- [WHAT YOU HAVE TO DO]: Give the records again exactly, but drop the pictures.

+++ INFORMATION SHOWN +++

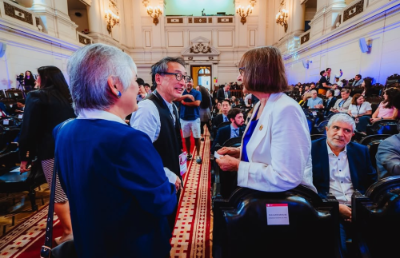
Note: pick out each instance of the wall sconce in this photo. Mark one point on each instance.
(154, 13)
(244, 13)
(282, 16)
(111, 19)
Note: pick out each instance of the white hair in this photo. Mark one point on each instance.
(89, 69)
(345, 118)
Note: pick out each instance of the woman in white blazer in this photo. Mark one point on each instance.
(275, 154)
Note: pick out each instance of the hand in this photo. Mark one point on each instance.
(23, 167)
(234, 152)
(228, 163)
(345, 212)
(178, 184)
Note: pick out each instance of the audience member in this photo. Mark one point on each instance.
(278, 124)
(224, 93)
(29, 81)
(142, 91)
(190, 119)
(111, 172)
(205, 110)
(340, 166)
(343, 104)
(46, 108)
(388, 156)
(158, 117)
(360, 110)
(314, 101)
(223, 117)
(357, 81)
(386, 109)
(235, 129)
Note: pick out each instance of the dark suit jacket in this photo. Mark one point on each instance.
(224, 134)
(362, 172)
(43, 111)
(388, 157)
(111, 172)
(329, 106)
(221, 94)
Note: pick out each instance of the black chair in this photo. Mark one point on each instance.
(242, 228)
(372, 142)
(317, 136)
(385, 126)
(376, 219)
(12, 182)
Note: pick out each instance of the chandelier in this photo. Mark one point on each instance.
(154, 13)
(111, 19)
(282, 16)
(244, 13)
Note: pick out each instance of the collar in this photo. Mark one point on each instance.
(99, 114)
(331, 152)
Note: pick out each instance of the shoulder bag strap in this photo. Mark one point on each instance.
(45, 252)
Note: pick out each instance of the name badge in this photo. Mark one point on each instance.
(183, 163)
(277, 214)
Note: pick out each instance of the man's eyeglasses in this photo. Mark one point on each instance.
(241, 70)
(178, 76)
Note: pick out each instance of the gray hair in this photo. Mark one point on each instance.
(89, 69)
(162, 66)
(345, 118)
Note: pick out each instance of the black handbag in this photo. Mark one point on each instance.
(66, 249)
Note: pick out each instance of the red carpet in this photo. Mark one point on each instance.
(191, 237)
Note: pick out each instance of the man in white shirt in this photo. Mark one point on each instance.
(340, 167)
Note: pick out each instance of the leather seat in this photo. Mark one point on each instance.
(376, 218)
(241, 225)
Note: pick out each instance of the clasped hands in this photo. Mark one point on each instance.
(230, 159)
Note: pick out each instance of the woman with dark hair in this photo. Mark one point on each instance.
(266, 160)
(386, 109)
(205, 109)
(367, 84)
(44, 109)
(29, 81)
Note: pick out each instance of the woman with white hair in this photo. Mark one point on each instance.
(114, 178)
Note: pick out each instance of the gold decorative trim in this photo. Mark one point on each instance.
(174, 20)
(18, 13)
(200, 20)
(305, 38)
(225, 20)
(84, 40)
(353, 10)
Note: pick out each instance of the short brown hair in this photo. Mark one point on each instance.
(355, 97)
(264, 70)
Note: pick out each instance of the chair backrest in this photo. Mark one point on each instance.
(375, 217)
(317, 136)
(294, 223)
(233, 142)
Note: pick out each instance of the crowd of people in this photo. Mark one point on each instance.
(119, 160)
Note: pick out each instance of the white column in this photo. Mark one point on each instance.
(298, 17)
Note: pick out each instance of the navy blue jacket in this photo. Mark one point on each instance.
(362, 172)
(118, 193)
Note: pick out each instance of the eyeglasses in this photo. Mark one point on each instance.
(178, 76)
(241, 70)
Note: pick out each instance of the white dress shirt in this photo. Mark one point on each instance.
(340, 184)
(147, 120)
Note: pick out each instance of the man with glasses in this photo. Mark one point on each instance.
(158, 117)
(190, 118)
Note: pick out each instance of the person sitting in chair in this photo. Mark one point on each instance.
(340, 167)
(235, 129)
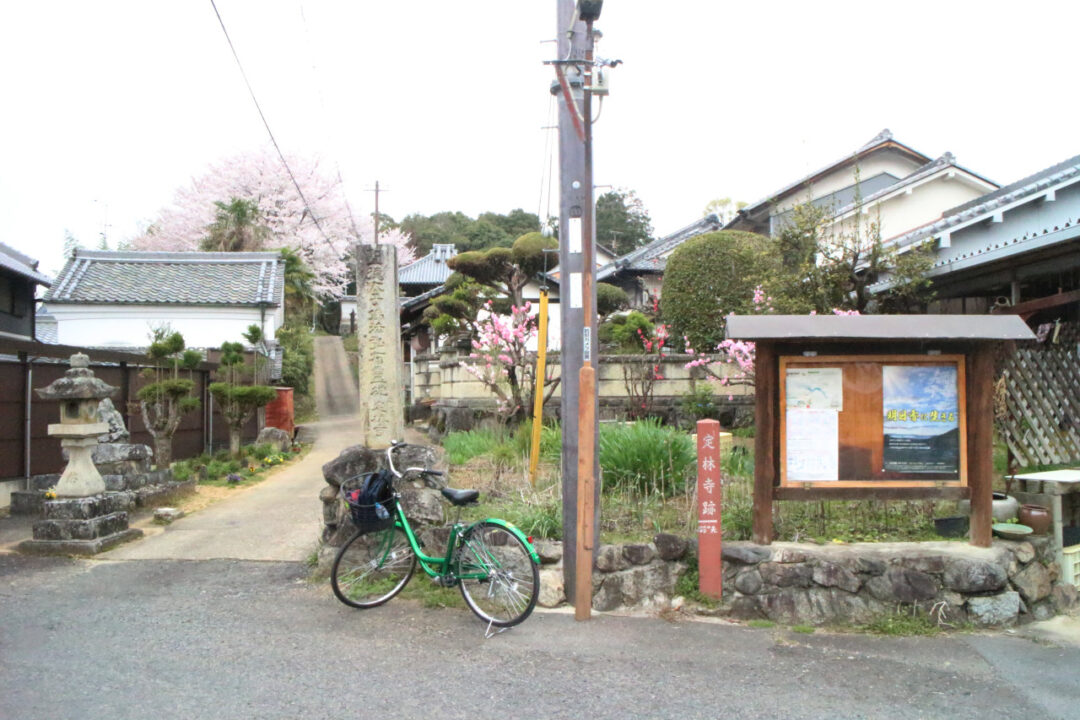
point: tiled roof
(653, 256)
(203, 279)
(1011, 193)
(946, 161)
(429, 270)
(881, 138)
(22, 265)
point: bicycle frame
(440, 567)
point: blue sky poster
(921, 419)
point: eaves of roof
(649, 257)
(880, 141)
(22, 266)
(191, 279)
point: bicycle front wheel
(372, 568)
(499, 581)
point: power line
(266, 124)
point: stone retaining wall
(850, 584)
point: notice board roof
(878, 327)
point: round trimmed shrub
(711, 276)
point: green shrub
(551, 440)
(610, 298)
(711, 276)
(646, 457)
(462, 447)
(622, 330)
(698, 404)
(298, 357)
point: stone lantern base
(81, 526)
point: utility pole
(577, 308)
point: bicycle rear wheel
(372, 568)
(499, 581)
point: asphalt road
(245, 639)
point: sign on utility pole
(577, 302)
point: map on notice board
(814, 388)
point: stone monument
(378, 333)
(83, 518)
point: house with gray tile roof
(18, 283)
(885, 180)
(105, 298)
(1014, 249)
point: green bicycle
(491, 560)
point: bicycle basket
(370, 501)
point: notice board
(873, 421)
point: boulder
(1033, 583)
(828, 574)
(748, 582)
(745, 553)
(902, 585)
(279, 438)
(786, 574)
(967, 575)
(552, 589)
(352, 461)
(638, 554)
(609, 558)
(669, 546)
(549, 551)
(994, 609)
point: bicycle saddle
(460, 497)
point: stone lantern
(83, 519)
(79, 393)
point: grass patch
(430, 595)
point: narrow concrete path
(336, 389)
(280, 518)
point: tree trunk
(163, 450)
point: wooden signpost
(710, 502)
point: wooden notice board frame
(861, 434)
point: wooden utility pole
(577, 308)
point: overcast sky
(110, 106)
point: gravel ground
(247, 639)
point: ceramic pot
(1036, 517)
(1004, 507)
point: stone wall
(850, 584)
(456, 399)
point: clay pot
(1036, 517)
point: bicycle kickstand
(488, 633)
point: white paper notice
(814, 388)
(575, 289)
(575, 234)
(812, 445)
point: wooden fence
(1038, 408)
(26, 449)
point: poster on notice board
(921, 419)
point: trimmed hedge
(711, 276)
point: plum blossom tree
(257, 186)
(502, 362)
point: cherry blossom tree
(321, 232)
(502, 362)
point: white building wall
(117, 325)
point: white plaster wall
(904, 213)
(882, 162)
(131, 325)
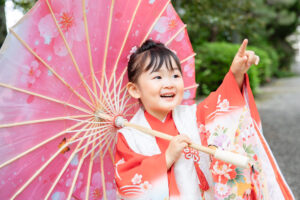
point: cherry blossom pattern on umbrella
(62, 65)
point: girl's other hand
(174, 150)
(242, 62)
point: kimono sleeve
(135, 173)
(226, 99)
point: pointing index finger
(242, 48)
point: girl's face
(160, 91)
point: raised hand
(242, 62)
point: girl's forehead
(166, 65)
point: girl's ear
(133, 90)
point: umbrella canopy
(60, 65)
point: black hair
(158, 54)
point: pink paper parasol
(60, 65)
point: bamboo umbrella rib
(187, 58)
(110, 139)
(74, 131)
(78, 120)
(89, 174)
(124, 41)
(42, 121)
(103, 177)
(107, 42)
(94, 133)
(109, 98)
(105, 133)
(66, 165)
(175, 35)
(99, 143)
(89, 46)
(51, 69)
(29, 181)
(45, 97)
(78, 170)
(69, 51)
(104, 97)
(39, 145)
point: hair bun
(149, 44)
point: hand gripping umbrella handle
(226, 156)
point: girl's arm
(242, 62)
(136, 173)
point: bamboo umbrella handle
(168, 137)
(226, 156)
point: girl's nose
(168, 83)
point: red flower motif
(222, 172)
(190, 153)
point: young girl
(152, 168)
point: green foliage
(24, 5)
(213, 62)
(264, 23)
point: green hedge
(213, 61)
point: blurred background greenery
(216, 28)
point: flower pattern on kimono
(224, 105)
(151, 1)
(220, 137)
(31, 73)
(121, 161)
(190, 153)
(70, 21)
(137, 179)
(146, 186)
(168, 22)
(222, 190)
(222, 172)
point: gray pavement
(279, 106)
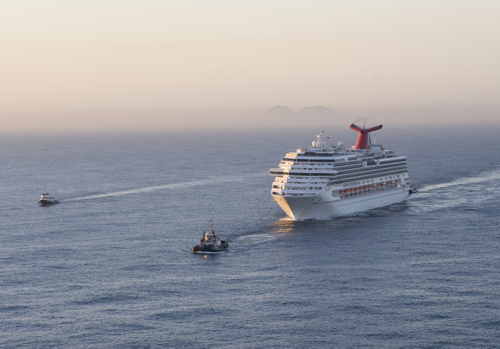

+++

- [ANSWER TO THIS TASK]:
Note: pick out each instance of the wall sconce in this photo. Mark one point on each instance.
(154, 13)
(244, 13)
(282, 16)
(111, 19)
Note: pick out each instance of the white hair in this photo. Mark one point on each instance.
(89, 69)
(345, 118)
Note: pick out each instance of the woman in white blazer in this photo. Mark one point on each instance.
(275, 154)
Note: pick out each instance of the hand in this photo. Mark one point on each instance.
(23, 167)
(234, 152)
(228, 163)
(345, 212)
(178, 184)
Note: pick out each instance of the audience member in this photo. Mark one point on each instance.
(278, 124)
(224, 93)
(29, 81)
(142, 91)
(190, 119)
(111, 172)
(205, 110)
(340, 166)
(343, 104)
(46, 108)
(388, 156)
(158, 117)
(360, 110)
(314, 101)
(223, 117)
(357, 81)
(386, 109)
(235, 129)
Note: pick out each instance of the dark suit jacket in this photo. Mark one point on each instance.
(224, 134)
(362, 172)
(43, 111)
(388, 157)
(111, 172)
(329, 106)
(221, 94)
Note: pick out each instance of the black chair in this photo. Mark one point on each instance.
(242, 228)
(372, 142)
(317, 136)
(385, 126)
(376, 219)
(12, 182)
Note: pick out each instance of the chandelier in this photo. Mark one point on each instance.
(154, 13)
(111, 19)
(282, 16)
(244, 13)
Note: pick out each instance of the collar in this photo. Mark one point on each instance.
(99, 114)
(331, 152)
Note: pick out each instance of the shoulder bag strap in this photo. Mark one point on each instance.
(45, 252)
Note: pick out each instance of the name badge in this photo. Mark one point on each instance.
(183, 163)
(277, 214)
Note: pick out each instance of the man's eyeglasses in this photo. Mark one point on each instance.
(241, 70)
(178, 76)
Note: pick out each instance of the gray hair in this photo. Mark one point on each instance.
(89, 69)
(162, 66)
(345, 118)
Note: pick out each instance of the black handbag in this photo. Mark one point on each instance.
(66, 249)
Note: pick out each instance of the red carpet in this photo. Mark one point on each instance.
(191, 237)
Note: pick out each instance of the man in white shirt in this photo. Mark one point on each instance.
(340, 167)
Note: pick out each instance of the leather seat in this photo. Mark one point on each instance.
(376, 218)
(241, 225)
Note: pick out each instance of the clasped hands in this photo. Mark one point on each instance.
(230, 159)
Note: pick out each instance of the woman with dark hair in this photo. Mark one point on each instance.
(266, 160)
(386, 109)
(205, 109)
(367, 84)
(44, 109)
(29, 81)
Note: pick out each instance of the woman with white hair in this photo. Mark one point on each instance.
(114, 178)
Note: pick out each instance of the gold decorative trim in this photo. Mark one point on each instance.
(174, 20)
(18, 13)
(200, 20)
(305, 38)
(225, 20)
(84, 40)
(353, 10)
Note: pick out each instance of the short brown hair in this photo. Mark one point on each instance.
(355, 97)
(264, 70)
Note: pick out each instance of the chair backrest in this photo. Mark one point on each instance.
(375, 217)
(317, 136)
(294, 223)
(233, 142)
Note: pick out each instance of the crowd of people in this photo. Mark one point on each instance.
(119, 160)
Note: pick out each instance of the white column in this photo. Mark one point on each instance.
(298, 17)
Note: pick out each instance of the navy blue jacket in this photo. Mark one point on each instance.
(362, 172)
(118, 193)
Note: pick out each instance of the eyeglasses in this photo. Mark one point on each instance.
(178, 76)
(241, 70)
Note: pick out each instance of the white dress shirt in this photo. Mark one point on each instance.
(340, 184)
(147, 120)
Note: pick out each instance of the man with glasses in this photo. Mark one point on each instance.
(158, 117)
(190, 118)
Note: pick out each instance of the person sitting in chair in this photo. Mark one point on each instance.
(340, 167)
(235, 129)
point: tiled roof
(653, 256)
(203, 279)
(1011, 193)
(946, 161)
(429, 270)
(881, 138)
(22, 265)
point: bicycle frame
(440, 567)
point: blue sky poster
(921, 419)
point: eaves of roof
(649, 257)
(880, 141)
(22, 266)
(191, 279)
point: bicycle front wheel
(372, 568)
(499, 581)
point: power line
(266, 124)
point: stone retaining wall
(850, 584)
point: notice board roof
(878, 327)
point: round trimmed shrub
(711, 276)
point: green shrub
(551, 440)
(610, 298)
(711, 276)
(646, 457)
(462, 447)
(622, 330)
(698, 404)
(298, 357)
point: stone lantern base
(81, 526)
point: utility pole
(577, 308)
point: bicycle rear wheel
(372, 568)
(499, 581)
point: asphalt road
(245, 639)
point: sign on utility pole
(577, 302)
point: map on notice board
(814, 388)
point: stone monument
(378, 333)
(83, 518)
point: house with gray tile roof
(18, 283)
(885, 180)
(105, 298)
(1014, 249)
point: green bicycle
(491, 560)
point: bicycle basket
(370, 501)
point: notice board
(873, 421)
point: boulder
(1033, 583)
(828, 574)
(748, 582)
(745, 553)
(902, 585)
(279, 438)
(786, 574)
(967, 575)
(552, 589)
(352, 461)
(638, 554)
(609, 558)
(669, 546)
(549, 551)
(994, 609)
point: bicycle saddle
(460, 497)
point: stone lantern
(83, 519)
(79, 393)
point: grass patch
(430, 595)
point: narrow concrete path
(336, 389)
(280, 518)
point: tree trunk
(163, 450)
point: wooden signpost
(710, 502)
point: wooden notice board frame
(861, 434)
point: wooden utility pole
(577, 308)
point: overcast sky
(110, 106)
point: gravel ground
(247, 639)
point: ceramic pot
(1036, 517)
(1004, 507)
point: stone wall
(850, 584)
(456, 399)
point: clay pot
(1036, 517)
point: bicycle kickstand
(488, 633)
point: white paper notice
(814, 388)
(575, 289)
(575, 234)
(812, 445)
point: wooden fence
(1038, 408)
(26, 449)
point: poster on notice board
(921, 419)
point: trimmed hedge
(711, 276)
point: plum blossom tree
(257, 186)
(502, 362)
point: cherry blossom tree
(321, 232)
(502, 362)
point: white building wall
(117, 325)
point: white plaster wall
(904, 213)
(882, 162)
(131, 325)
point: cherry blossom pattern on umbrella
(62, 65)
point: girl's other hand
(174, 150)
(242, 62)
point: kimono sleeve
(135, 173)
(226, 99)
point: pointing index finger
(242, 48)
point: girl's face
(160, 91)
point: raised hand
(242, 62)
point: girl's forehead
(166, 65)
point: girl's ear
(133, 90)
point: umbrella canopy
(60, 65)
point: black hair
(158, 54)
point: pink paper parasol
(60, 65)
point: bamboo umbrella rib
(187, 58)
(110, 139)
(74, 131)
(78, 120)
(89, 174)
(124, 41)
(42, 121)
(103, 177)
(107, 42)
(94, 133)
(109, 98)
(105, 133)
(66, 165)
(175, 35)
(99, 143)
(89, 46)
(51, 69)
(29, 181)
(45, 97)
(78, 170)
(69, 51)
(104, 97)
(39, 145)
point: hair bun
(149, 44)
point: hand gripping umbrella handle
(226, 156)
point: girl's arm
(242, 62)
(136, 173)
point: bamboo umbrella handle
(168, 137)
(226, 156)
point: girl's nose
(168, 83)
point: red flower motif
(222, 172)
(190, 153)
point: young girl
(152, 168)
point: green foliage
(24, 5)
(213, 62)
(264, 23)
point: green hedge
(213, 61)
point: blurred background greenery
(216, 28)
point: flower pattern on kimono
(224, 105)
(151, 1)
(220, 137)
(31, 73)
(121, 161)
(190, 153)
(70, 21)
(137, 179)
(146, 186)
(168, 22)
(222, 190)
(222, 172)
point: gray pavement
(279, 106)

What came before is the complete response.